**Your goal**
Transcribe every entry below word for word, leaving the pictures out.

**Record set**
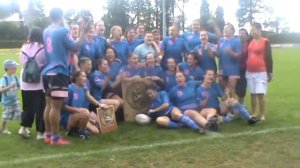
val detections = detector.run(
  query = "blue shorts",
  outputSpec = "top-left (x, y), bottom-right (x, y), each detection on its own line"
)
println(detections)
top-left (148, 108), bottom-right (173, 120)
top-left (223, 67), bottom-right (240, 77)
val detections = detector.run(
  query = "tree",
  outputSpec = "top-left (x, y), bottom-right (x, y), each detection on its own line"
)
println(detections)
top-left (22, 0), bottom-right (50, 29)
top-left (214, 6), bottom-right (225, 33)
top-left (0, 0), bottom-right (22, 19)
top-left (263, 17), bottom-right (289, 34)
top-left (129, 0), bottom-right (155, 30)
top-left (200, 0), bottom-right (213, 32)
top-left (236, 0), bottom-right (267, 26)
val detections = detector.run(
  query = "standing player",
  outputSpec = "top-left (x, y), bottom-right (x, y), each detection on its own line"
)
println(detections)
top-left (42, 8), bottom-right (90, 145)
top-left (246, 23), bottom-right (273, 120)
top-left (133, 32), bottom-right (159, 64)
top-left (110, 26), bottom-right (131, 65)
top-left (160, 26), bottom-right (190, 69)
top-left (182, 20), bottom-right (221, 49)
top-left (164, 58), bottom-right (177, 92)
top-left (218, 23), bottom-right (242, 93)
top-left (178, 51), bottom-right (204, 82)
top-left (125, 28), bottom-right (144, 52)
top-left (235, 28), bottom-right (250, 104)
top-left (93, 20), bottom-right (107, 59)
top-left (135, 23), bottom-right (145, 40)
top-left (169, 71), bottom-right (209, 131)
top-left (194, 31), bottom-right (217, 72)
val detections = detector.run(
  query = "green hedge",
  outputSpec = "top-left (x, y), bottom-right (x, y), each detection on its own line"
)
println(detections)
top-left (0, 40), bottom-right (24, 49)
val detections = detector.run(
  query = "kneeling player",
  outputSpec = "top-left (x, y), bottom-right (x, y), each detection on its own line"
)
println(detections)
top-left (220, 91), bottom-right (260, 125)
top-left (147, 84), bottom-right (204, 133)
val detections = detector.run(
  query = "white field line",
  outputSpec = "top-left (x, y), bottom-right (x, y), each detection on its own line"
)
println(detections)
top-left (0, 126), bottom-right (300, 166)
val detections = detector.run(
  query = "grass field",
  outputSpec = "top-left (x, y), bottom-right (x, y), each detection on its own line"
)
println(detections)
top-left (0, 49), bottom-right (300, 168)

**Result of the task**
val detections = detector.run(
  query = "blue shorts",
  outputSpec = "top-left (x, y), bottom-right (x, y), each detection on its own line"
)
println(detections)
top-left (148, 108), bottom-right (173, 120)
top-left (223, 67), bottom-right (240, 77)
val detections = detector.run(
  query = "tree",
  outputSpec = "top-left (x, y), bottom-right (x, y), each detection on its own line"
)
println(detections)
top-left (22, 0), bottom-right (50, 29)
top-left (214, 6), bottom-right (225, 33)
top-left (0, 0), bottom-right (22, 19)
top-left (263, 17), bottom-right (289, 34)
top-left (129, 0), bottom-right (155, 30)
top-left (200, 0), bottom-right (213, 32)
top-left (236, 0), bottom-right (267, 26)
val detections = detector.run(
  query = "standing player",
  outputSpec = "top-left (x, y), bottom-right (x, y), each detection on its own line"
)
println(detections)
top-left (42, 8), bottom-right (90, 145)
top-left (246, 23), bottom-right (273, 120)
top-left (133, 32), bottom-right (159, 64)
top-left (110, 26), bottom-right (131, 65)
top-left (160, 26), bottom-right (190, 69)
top-left (182, 20), bottom-right (221, 49)
top-left (164, 58), bottom-right (177, 92)
top-left (218, 23), bottom-right (242, 93)
top-left (178, 51), bottom-right (204, 82)
top-left (125, 28), bottom-right (144, 52)
top-left (235, 28), bottom-right (250, 104)
top-left (93, 20), bottom-right (107, 59)
top-left (135, 23), bottom-right (145, 40)
top-left (169, 71), bottom-right (209, 131)
top-left (194, 31), bottom-right (217, 72)
val detections = detector.run(
  query = "green hedge",
  outputSpec = "top-left (x, y), bottom-right (x, y), each detection on its own line"
)
println(detections)
top-left (0, 40), bottom-right (24, 49)
val detections = detector.run(
  query = "kneeling player",
  outputSpec = "top-left (x, y), bottom-right (x, y), each detection on its own line"
)
println(detections)
top-left (220, 91), bottom-right (260, 125)
top-left (147, 84), bottom-right (204, 133)
val detections = detector.run(
  query = "white field line",
  outputSpec = "top-left (x, y), bottom-right (x, y), each detection on its own line"
)
println(detections)
top-left (0, 126), bottom-right (300, 166)
val detections = detector.run(
  query = "grass field",
  outputSpec = "top-left (x, y), bottom-right (x, y), each detection on its own line"
)
println(detections)
top-left (0, 49), bottom-right (300, 168)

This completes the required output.